*To do*.
Could you repeat all of the entries below, character for character?

*Material shown*.
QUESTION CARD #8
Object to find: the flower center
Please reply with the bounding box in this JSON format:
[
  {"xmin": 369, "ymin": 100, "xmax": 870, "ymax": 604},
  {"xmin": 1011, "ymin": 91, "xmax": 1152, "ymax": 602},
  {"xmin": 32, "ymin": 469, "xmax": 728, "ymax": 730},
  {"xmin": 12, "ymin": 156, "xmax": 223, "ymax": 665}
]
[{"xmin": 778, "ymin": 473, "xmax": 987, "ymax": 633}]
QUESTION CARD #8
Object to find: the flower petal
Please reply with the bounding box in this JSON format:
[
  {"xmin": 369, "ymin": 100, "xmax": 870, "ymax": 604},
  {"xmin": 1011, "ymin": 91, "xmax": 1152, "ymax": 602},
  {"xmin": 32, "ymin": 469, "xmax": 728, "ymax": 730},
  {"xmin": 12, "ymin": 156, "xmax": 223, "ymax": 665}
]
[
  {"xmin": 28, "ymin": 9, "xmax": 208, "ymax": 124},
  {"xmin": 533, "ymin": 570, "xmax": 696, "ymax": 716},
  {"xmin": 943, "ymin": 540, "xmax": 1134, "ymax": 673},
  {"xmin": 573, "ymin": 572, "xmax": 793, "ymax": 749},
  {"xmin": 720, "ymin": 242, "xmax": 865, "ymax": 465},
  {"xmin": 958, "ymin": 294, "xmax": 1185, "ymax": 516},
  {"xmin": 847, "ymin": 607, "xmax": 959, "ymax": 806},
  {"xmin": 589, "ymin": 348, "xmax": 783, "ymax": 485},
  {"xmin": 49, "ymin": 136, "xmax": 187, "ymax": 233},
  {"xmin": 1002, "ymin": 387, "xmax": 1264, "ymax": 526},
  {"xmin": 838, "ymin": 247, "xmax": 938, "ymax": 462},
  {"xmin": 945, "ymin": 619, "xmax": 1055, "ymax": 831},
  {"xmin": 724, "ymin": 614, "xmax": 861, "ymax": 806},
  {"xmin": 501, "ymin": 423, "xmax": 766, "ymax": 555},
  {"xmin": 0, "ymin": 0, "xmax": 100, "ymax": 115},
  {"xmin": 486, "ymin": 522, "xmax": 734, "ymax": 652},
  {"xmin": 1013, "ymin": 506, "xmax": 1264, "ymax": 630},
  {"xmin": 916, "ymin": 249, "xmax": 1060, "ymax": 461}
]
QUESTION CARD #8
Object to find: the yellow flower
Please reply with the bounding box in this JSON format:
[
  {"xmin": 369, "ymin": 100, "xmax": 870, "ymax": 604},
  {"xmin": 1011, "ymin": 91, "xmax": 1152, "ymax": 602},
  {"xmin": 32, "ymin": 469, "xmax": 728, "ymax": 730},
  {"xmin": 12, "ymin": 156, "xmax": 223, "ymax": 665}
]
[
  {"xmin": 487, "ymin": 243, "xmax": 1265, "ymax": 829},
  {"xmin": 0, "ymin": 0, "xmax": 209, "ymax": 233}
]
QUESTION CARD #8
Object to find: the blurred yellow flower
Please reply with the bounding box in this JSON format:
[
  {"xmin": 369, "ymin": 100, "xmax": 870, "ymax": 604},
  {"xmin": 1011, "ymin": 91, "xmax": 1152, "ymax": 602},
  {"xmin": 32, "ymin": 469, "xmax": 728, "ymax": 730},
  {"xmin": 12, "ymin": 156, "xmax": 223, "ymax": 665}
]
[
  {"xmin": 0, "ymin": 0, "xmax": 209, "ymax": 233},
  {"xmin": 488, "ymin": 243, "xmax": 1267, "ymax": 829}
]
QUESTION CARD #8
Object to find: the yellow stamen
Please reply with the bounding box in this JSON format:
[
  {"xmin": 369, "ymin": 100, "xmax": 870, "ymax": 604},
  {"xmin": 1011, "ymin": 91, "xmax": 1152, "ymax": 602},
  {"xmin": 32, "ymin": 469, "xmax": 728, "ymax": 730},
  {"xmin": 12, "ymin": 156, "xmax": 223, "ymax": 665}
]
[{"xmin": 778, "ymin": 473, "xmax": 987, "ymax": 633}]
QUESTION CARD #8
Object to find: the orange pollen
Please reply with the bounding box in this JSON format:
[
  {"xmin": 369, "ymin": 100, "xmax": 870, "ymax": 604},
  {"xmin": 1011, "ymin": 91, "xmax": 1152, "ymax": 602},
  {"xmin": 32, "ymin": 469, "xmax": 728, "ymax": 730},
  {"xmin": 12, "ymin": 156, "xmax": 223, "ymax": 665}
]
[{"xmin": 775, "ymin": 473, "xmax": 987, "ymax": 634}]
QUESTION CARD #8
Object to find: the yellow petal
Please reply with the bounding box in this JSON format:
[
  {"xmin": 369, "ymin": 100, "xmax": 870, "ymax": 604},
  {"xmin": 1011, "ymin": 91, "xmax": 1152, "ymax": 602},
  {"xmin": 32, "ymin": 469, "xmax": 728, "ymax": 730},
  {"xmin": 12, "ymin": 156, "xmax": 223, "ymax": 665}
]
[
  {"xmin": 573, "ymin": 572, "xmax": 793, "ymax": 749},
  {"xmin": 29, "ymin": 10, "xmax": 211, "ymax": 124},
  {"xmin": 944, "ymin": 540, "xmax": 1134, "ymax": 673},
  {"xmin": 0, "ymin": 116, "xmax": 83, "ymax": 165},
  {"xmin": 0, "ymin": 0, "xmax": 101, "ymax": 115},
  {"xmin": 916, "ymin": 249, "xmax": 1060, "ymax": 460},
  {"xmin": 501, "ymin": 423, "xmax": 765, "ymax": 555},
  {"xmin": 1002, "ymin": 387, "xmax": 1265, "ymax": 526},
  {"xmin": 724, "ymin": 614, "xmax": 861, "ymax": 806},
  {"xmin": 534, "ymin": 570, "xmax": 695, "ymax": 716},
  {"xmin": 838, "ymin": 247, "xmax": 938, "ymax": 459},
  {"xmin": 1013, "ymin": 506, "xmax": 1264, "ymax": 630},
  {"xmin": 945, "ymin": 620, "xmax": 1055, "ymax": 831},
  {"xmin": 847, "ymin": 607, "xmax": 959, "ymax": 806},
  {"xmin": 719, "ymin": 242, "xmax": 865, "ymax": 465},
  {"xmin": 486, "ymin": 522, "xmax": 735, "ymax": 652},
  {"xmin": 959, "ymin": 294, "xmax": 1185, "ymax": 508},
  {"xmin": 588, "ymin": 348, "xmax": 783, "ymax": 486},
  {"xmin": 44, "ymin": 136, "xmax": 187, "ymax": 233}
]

*Solution below*.
QUESTION CARD #8
Object to find: the flower center
Please reply with the bounding box in this JSON format:
[
  {"xmin": 369, "ymin": 100, "xmax": 870, "ymax": 604},
  {"xmin": 1011, "ymin": 91, "xmax": 1152, "ymax": 602},
  {"xmin": 32, "ymin": 469, "xmax": 728, "ymax": 730},
  {"xmin": 12, "ymin": 156, "xmax": 223, "ymax": 665}
]
[{"xmin": 778, "ymin": 473, "xmax": 987, "ymax": 633}]
QUESTION CARD #8
Object to find: the flower petal
Please reply with the bounding box in this JSON format:
[
  {"xmin": 369, "ymin": 100, "xmax": 870, "ymax": 604},
  {"xmin": 1011, "ymin": 91, "xmax": 1152, "ymax": 602},
  {"xmin": 32, "ymin": 469, "xmax": 728, "ymax": 730},
  {"xmin": 12, "ymin": 156, "xmax": 223, "ymax": 665}
]
[
  {"xmin": 28, "ymin": 9, "xmax": 208, "ymax": 124},
  {"xmin": 533, "ymin": 570, "xmax": 696, "ymax": 716},
  {"xmin": 943, "ymin": 540, "xmax": 1134, "ymax": 673},
  {"xmin": 573, "ymin": 572, "xmax": 793, "ymax": 749},
  {"xmin": 720, "ymin": 242, "xmax": 865, "ymax": 465},
  {"xmin": 958, "ymin": 294, "xmax": 1185, "ymax": 516},
  {"xmin": 847, "ymin": 607, "xmax": 959, "ymax": 806},
  {"xmin": 589, "ymin": 348, "xmax": 783, "ymax": 485},
  {"xmin": 49, "ymin": 136, "xmax": 187, "ymax": 233},
  {"xmin": 1002, "ymin": 387, "xmax": 1264, "ymax": 526},
  {"xmin": 838, "ymin": 247, "xmax": 938, "ymax": 462},
  {"xmin": 945, "ymin": 619, "xmax": 1055, "ymax": 831},
  {"xmin": 724, "ymin": 614, "xmax": 861, "ymax": 806},
  {"xmin": 501, "ymin": 423, "xmax": 766, "ymax": 555},
  {"xmin": 0, "ymin": 0, "xmax": 100, "ymax": 115},
  {"xmin": 486, "ymin": 522, "xmax": 734, "ymax": 652},
  {"xmin": 1013, "ymin": 506, "xmax": 1264, "ymax": 630},
  {"xmin": 916, "ymin": 249, "xmax": 1060, "ymax": 461}
]
QUESTION CARD #8
Object to find: the yellow flower
Please reply with the bounding box in this JSON format:
[
  {"xmin": 369, "ymin": 100, "xmax": 870, "ymax": 604},
  {"xmin": 1011, "ymin": 91, "xmax": 1152, "ymax": 602},
  {"xmin": 32, "ymin": 469, "xmax": 728, "ymax": 730},
  {"xmin": 12, "ymin": 156, "xmax": 223, "ymax": 665}
]
[
  {"xmin": 487, "ymin": 243, "xmax": 1265, "ymax": 829},
  {"xmin": 0, "ymin": 0, "xmax": 209, "ymax": 233}
]
QUESTION CARD #8
Object to find: the blurred yellow flower
Please reply with the bounding box in this JSON format:
[
  {"xmin": 369, "ymin": 100, "xmax": 870, "ymax": 604},
  {"xmin": 1011, "ymin": 91, "xmax": 1152, "ymax": 602},
  {"xmin": 32, "ymin": 469, "xmax": 728, "ymax": 730},
  {"xmin": 12, "ymin": 156, "xmax": 223, "ymax": 665}
]
[
  {"xmin": 0, "ymin": 0, "xmax": 209, "ymax": 233},
  {"xmin": 488, "ymin": 243, "xmax": 1267, "ymax": 829}
]
QUESTION CARD #8
Object to find: the yellow stamen
Please reply with the bounding box in this JSON format:
[
  {"xmin": 369, "ymin": 100, "xmax": 870, "ymax": 604},
  {"xmin": 1011, "ymin": 91, "xmax": 1152, "ymax": 602},
  {"xmin": 32, "ymin": 469, "xmax": 728, "ymax": 730},
  {"xmin": 12, "ymin": 156, "xmax": 223, "ymax": 665}
]
[{"xmin": 778, "ymin": 473, "xmax": 987, "ymax": 633}]
QUESTION CARD #8
Object to find: the orange pollen
Please reply with the bounding box in this JSON format:
[
  {"xmin": 369, "ymin": 100, "xmax": 870, "ymax": 604},
  {"xmin": 1011, "ymin": 91, "xmax": 1152, "ymax": 602},
  {"xmin": 32, "ymin": 469, "xmax": 728, "ymax": 730},
  {"xmin": 12, "ymin": 156, "xmax": 223, "ymax": 665}
]
[{"xmin": 775, "ymin": 473, "xmax": 987, "ymax": 634}]
QUESTION CARD #8
Object to find: the yellow petal
Please reply with the bounding box in this JSON format:
[
  {"xmin": 369, "ymin": 100, "xmax": 870, "ymax": 604},
  {"xmin": 1011, "ymin": 91, "xmax": 1152, "ymax": 602},
  {"xmin": 32, "ymin": 469, "xmax": 728, "ymax": 730},
  {"xmin": 12, "ymin": 156, "xmax": 223, "ymax": 665}
]
[
  {"xmin": 573, "ymin": 572, "xmax": 793, "ymax": 749},
  {"xmin": 29, "ymin": 10, "xmax": 211, "ymax": 124},
  {"xmin": 944, "ymin": 540, "xmax": 1134, "ymax": 673},
  {"xmin": 0, "ymin": 116, "xmax": 83, "ymax": 165},
  {"xmin": 0, "ymin": 0, "xmax": 101, "ymax": 115},
  {"xmin": 916, "ymin": 249, "xmax": 1060, "ymax": 460},
  {"xmin": 501, "ymin": 423, "xmax": 765, "ymax": 555},
  {"xmin": 1002, "ymin": 387, "xmax": 1265, "ymax": 526},
  {"xmin": 724, "ymin": 614, "xmax": 861, "ymax": 806},
  {"xmin": 534, "ymin": 570, "xmax": 695, "ymax": 716},
  {"xmin": 838, "ymin": 247, "xmax": 938, "ymax": 459},
  {"xmin": 1013, "ymin": 506, "xmax": 1264, "ymax": 630},
  {"xmin": 945, "ymin": 620, "xmax": 1055, "ymax": 831},
  {"xmin": 847, "ymin": 607, "xmax": 959, "ymax": 806},
  {"xmin": 719, "ymin": 242, "xmax": 865, "ymax": 465},
  {"xmin": 486, "ymin": 522, "xmax": 735, "ymax": 652},
  {"xmin": 959, "ymin": 294, "xmax": 1185, "ymax": 508},
  {"xmin": 588, "ymin": 348, "xmax": 783, "ymax": 486},
  {"xmin": 44, "ymin": 136, "xmax": 187, "ymax": 233}
]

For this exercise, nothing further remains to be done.